***** Okuma Metni

IV. İNCELEME VE GEREKÇE

 

A. İlk İnceleme

 

13. Uyuşmazlık Mahkemesinin Muammer TOPAL'ın başkanlığında, Üyeler Nilgün TAŞ, Doğan AĞIRMAN, Eyüp SARICALAR, Ahmet ARSLAN, Mahmut BALLI ve Bilal ÇALIŞKAN’ın katılımlarıyla yapılan 26/12/2022 tarihli toplantısında; 2247 sayılı Kanun'un 27. maddesi gereğince yapılan incelemeye göre, davalı vekilinin, anılan Kanun'un 10/2. maddesinde öngörülen yönteme uygun olarak yaptığı görev itirazının reddedilmesi ve 12/1. maddede belirtilen süre içinde başvuruda bulunması üzerine Yargıtay Cumhuriyet Başsavcısınca, 10. maddede öngörülen biçimde olumlu görev uyuşmazlığı çıkarıldığı ve usule ilişkin herhangi bir noksanlık bulunmadığı anlaşıldığından, görev uyuşmazlığının esasının incelenmesine oy birliğiyle karar verildi.

 

B. Esasın İncelenmesi

 

14. Raportör-Hakim Arzu ÇETİNDERE ŞAŞI'nın, davanın çözümünde adli yargının görevli olduğu yolundaki raporu ile dosyadaki belgeler okunduktan, ilgili Başsavcılarca görevlendirilen Yargıtay Cumhuriyet Savcısı Halil İbrahim ÇİFTÇİ'nin davada adli yargınınDanıştay Savcısı Yakup BAL’ın ise idari yargının görevli olduğu yolundaki sözlü açıklamaları da dinlendikten sonra gereği görüşülüp düşünüldü:

 

15. Dava, idari soruşturma sırasında, soruşturma heyet başkanının işkencesine maruz kalındığı ileri sürülerek, uğranılan maddi ve manevi zararın tazmini talebiyle açılmıştır.

**********

◆ Verilen Görev ◆
İnceleme ve gerekçeyle ilgili metni hiçbir değişiklik yapmadan baştan sona yeniden yazın. Yalnızca metindeki bilgilere dayanın.

***** Sağlanan Veriler

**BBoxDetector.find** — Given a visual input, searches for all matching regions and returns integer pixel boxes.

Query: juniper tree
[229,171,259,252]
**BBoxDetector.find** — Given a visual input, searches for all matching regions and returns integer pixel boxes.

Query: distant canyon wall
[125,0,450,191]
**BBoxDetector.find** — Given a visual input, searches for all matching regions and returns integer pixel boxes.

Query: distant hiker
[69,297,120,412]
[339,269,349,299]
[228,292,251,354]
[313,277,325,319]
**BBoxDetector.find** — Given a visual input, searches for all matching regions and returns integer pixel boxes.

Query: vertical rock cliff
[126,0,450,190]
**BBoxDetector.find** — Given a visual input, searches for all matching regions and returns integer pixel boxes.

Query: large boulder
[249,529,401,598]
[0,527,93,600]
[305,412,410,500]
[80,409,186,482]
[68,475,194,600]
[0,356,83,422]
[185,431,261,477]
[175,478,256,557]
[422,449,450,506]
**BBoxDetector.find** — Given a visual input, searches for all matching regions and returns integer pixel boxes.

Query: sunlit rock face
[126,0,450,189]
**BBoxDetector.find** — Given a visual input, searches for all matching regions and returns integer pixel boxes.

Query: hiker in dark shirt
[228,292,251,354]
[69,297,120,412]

**********

◆ Yazılı Yanıt ◆
IV. İNCELEME VE GEREKÇE

 

A. İlk İnceleme

 

13. Uyuşmazlık Mahkemesinin Muammer TOPAL'ın başkanlığında, Üyeler Nilgün TAŞ, Doğan AĞIRMAN, Eyüp SARICALAR, Ahmet ARSLAN, Mahmut BALLI ve Bilal ÇALIŞKAN’ın katılımlarıyla yapılan 26/12/2022 tarihli toplantısında; 2247 sayılı Kanun'un 27. maddesi gereğince yapılan incelemeye göre, davalı vekilinin, anılan Kanun'un 10/2. maddesinde öngörülen yönteme uygun olarak yaptığı görev itirazının reddedilmesi ve 12/1. maddede belirtilen süre içinde başvuruda bulunması üzerine Yargıtay Cumhuriyet Başsavcısınca, 10. maddede öngörülen biçimde olumlu görev uyuşmazlığı çıkarıldığı ve usule ilişkin herhangi bir noksanlık bulunmadığı anlaşıldığından, görev uyuşmazlığının esasının incelenmesine oy birliğiyle karar verildi.

 

B. Esasın İncelenmesi

 

14. Raportör-Hakim Arzu ÇETİNDERE ŞAŞI'nın, davanın çözümünde adli yargının görevli olduğu yolundaki raporu ile dosyadaki belgeler okunduktan, ilgili Başsavcılarca görevlendirilen Yargıtay Cumhuriyet Savcısı Halil İbrahim ÇİFTÇİ'nin davada adli yargınınDanıştay Savcısı Yakup BAL’ın ise idari yargının görevli olduğu yolundaki sözlü açıklamaları da dinlendikten sonra gereği görüşülüp düşünüldü:

 

15. Dava, idari soruşturma sırasında, soruşturma heyet başkanının işkencesine maruz kalındığı ileri sürülerek, uğranılan maddi ve manevi zararın tazmini talebiyle açılmıştır.